Data to use:
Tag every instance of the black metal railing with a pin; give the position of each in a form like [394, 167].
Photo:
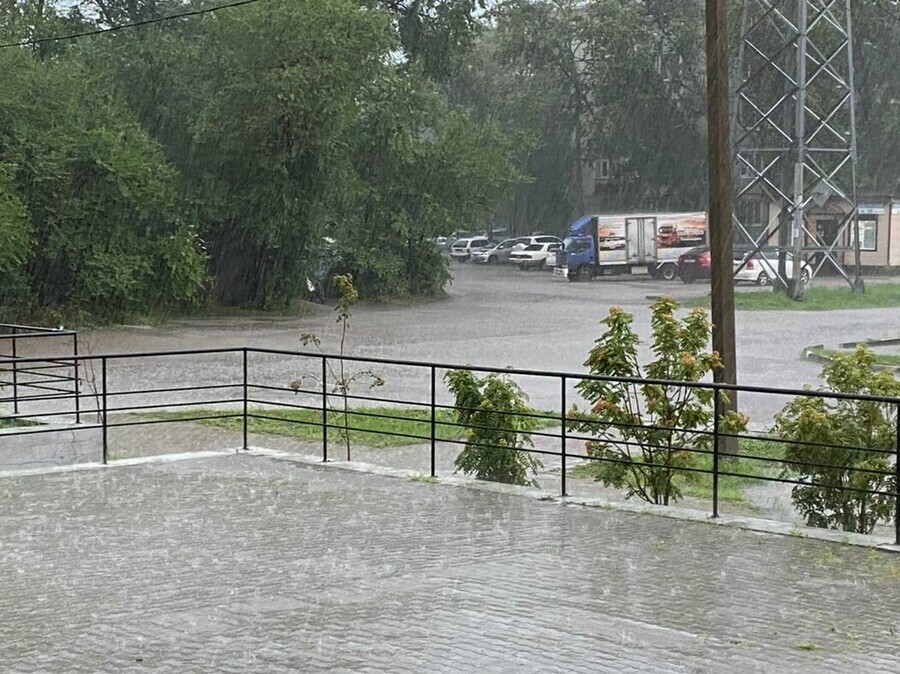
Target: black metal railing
[250, 385]
[27, 379]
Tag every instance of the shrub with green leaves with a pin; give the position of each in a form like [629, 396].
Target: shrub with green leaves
[494, 410]
[645, 434]
[840, 445]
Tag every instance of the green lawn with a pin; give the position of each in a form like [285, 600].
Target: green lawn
[731, 488]
[8, 422]
[877, 295]
[371, 426]
[880, 358]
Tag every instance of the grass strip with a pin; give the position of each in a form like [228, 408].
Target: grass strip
[368, 426]
[880, 358]
[877, 296]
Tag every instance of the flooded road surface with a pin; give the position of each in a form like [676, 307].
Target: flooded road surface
[252, 564]
[497, 317]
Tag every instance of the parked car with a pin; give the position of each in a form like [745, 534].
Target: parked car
[495, 254]
[462, 249]
[524, 241]
[533, 256]
[550, 262]
[763, 270]
[694, 264]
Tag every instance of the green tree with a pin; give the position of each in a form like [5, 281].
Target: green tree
[646, 434]
[420, 168]
[499, 423]
[105, 232]
[841, 449]
[342, 381]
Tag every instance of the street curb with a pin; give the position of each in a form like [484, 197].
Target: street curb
[683, 514]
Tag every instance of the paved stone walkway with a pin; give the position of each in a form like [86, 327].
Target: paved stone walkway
[244, 563]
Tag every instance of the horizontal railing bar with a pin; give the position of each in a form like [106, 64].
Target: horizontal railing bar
[174, 389]
[137, 409]
[147, 422]
[573, 376]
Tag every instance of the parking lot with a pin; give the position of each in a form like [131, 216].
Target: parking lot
[492, 316]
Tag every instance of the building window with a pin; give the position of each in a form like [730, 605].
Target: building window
[601, 169]
[868, 234]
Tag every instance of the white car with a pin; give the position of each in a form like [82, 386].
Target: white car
[533, 256]
[763, 270]
[496, 253]
[524, 241]
[462, 249]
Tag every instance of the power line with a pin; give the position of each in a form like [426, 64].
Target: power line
[885, 8]
[136, 24]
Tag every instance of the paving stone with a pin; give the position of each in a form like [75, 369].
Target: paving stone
[247, 563]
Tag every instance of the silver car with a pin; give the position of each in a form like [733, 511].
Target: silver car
[495, 254]
[462, 249]
[763, 269]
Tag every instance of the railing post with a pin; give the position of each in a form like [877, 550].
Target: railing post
[433, 425]
[245, 420]
[15, 377]
[563, 435]
[104, 404]
[717, 411]
[77, 379]
[897, 479]
[324, 409]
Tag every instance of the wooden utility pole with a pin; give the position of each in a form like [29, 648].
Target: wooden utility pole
[721, 243]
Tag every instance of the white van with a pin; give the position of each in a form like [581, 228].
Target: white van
[462, 249]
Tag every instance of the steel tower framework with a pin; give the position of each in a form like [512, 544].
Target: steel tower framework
[794, 133]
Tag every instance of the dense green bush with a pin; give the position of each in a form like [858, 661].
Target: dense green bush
[494, 410]
[834, 442]
[648, 434]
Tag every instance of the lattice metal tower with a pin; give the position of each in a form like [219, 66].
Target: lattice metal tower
[794, 129]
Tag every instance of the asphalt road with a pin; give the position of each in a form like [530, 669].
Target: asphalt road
[492, 316]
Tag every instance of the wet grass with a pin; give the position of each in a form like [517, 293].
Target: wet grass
[877, 295]
[753, 463]
[880, 358]
[369, 426]
[11, 422]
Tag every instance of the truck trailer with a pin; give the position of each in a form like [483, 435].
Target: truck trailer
[637, 243]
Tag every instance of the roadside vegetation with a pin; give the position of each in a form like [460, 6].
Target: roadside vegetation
[647, 434]
[877, 295]
[366, 426]
[223, 158]
[757, 459]
[493, 411]
[886, 359]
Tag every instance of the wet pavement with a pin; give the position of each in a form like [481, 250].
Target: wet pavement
[253, 564]
[498, 317]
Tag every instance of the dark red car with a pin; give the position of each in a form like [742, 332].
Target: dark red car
[694, 264]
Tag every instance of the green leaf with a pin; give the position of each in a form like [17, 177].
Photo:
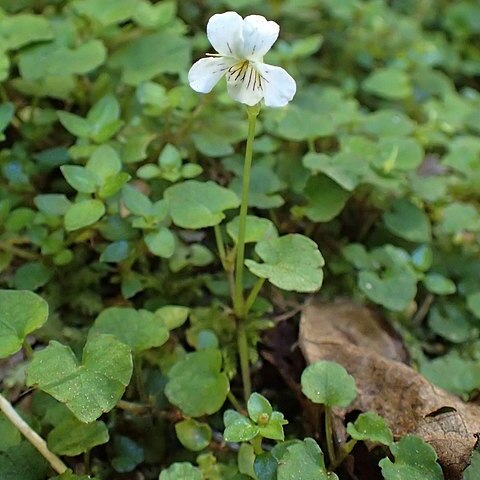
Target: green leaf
[21, 313]
[259, 408]
[414, 460]
[472, 472]
[22, 29]
[193, 435]
[256, 229]
[9, 434]
[181, 471]
[305, 457]
[81, 179]
[326, 198]
[83, 214]
[32, 276]
[161, 242]
[238, 428]
[197, 205]
[139, 329]
[328, 383]
[370, 426]
[72, 437]
[292, 262]
[408, 221]
[196, 384]
[150, 55]
[128, 454]
[390, 83]
[88, 389]
[438, 284]
[23, 462]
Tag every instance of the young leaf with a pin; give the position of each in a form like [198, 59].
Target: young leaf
[88, 389]
[21, 313]
[195, 204]
[292, 262]
[370, 426]
[196, 384]
[305, 457]
[414, 460]
[328, 383]
[139, 329]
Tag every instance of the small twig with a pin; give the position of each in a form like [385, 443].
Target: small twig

What to produce: Convert the part of the rows that opens with the line containing "Tag every instance of the dark" and closes at the last line of the rows into a JSON list of strings, one string per line, with blank lines skipped. Leave the pictures out.

Completed task:
[
  "Tag every instance of the dark red car with a pin; give the position of each in a form like [742, 332].",
  "Target: dark red car",
  "[694, 264]",
  "Tag every instance of the green leaf with a pin; give the position of each in a form like [17, 177].",
  "Photo:",
  "Target: green leaf",
  "[21, 313]",
  "[259, 408]",
  "[414, 460]",
  "[472, 472]",
  "[22, 29]",
  "[193, 435]",
  "[256, 229]",
  "[9, 434]",
  "[181, 471]",
  "[305, 457]",
  "[81, 179]",
  "[326, 198]",
  "[83, 214]",
  "[32, 276]",
  "[161, 242]",
  "[238, 428]",
  "[197, 205]",
  "[139, 329]",
  "[328, 383]",
  "[370, 426]",
  "[72, 437]",
  "[292, 262]",
  "[408, 221]",
  "[196, 384]",
  "[150, 55]",
  "[128, 454]",
  "[390, 83]",
  "[88, 389]",
  "[438, 284]",
  "[23, 462]",
  "Tag every instance of the young leaf with a pin; give the position of each in a form like [198, 59].",
  "Target: young leaf",
  "[88, 389]",
  "[21, 313]",
  "[195, 204]",
  "[292, 262]",
  "[370, 426]",
  "[196, 384]",
  "[305, 457]",
  "[414, 460]",
  "[328, 383]",
  "[139, 329]",
  "Tag every instance of the small twig with a pin; give the position of each in a form like [385, 443].",
  "Target: small twig"
]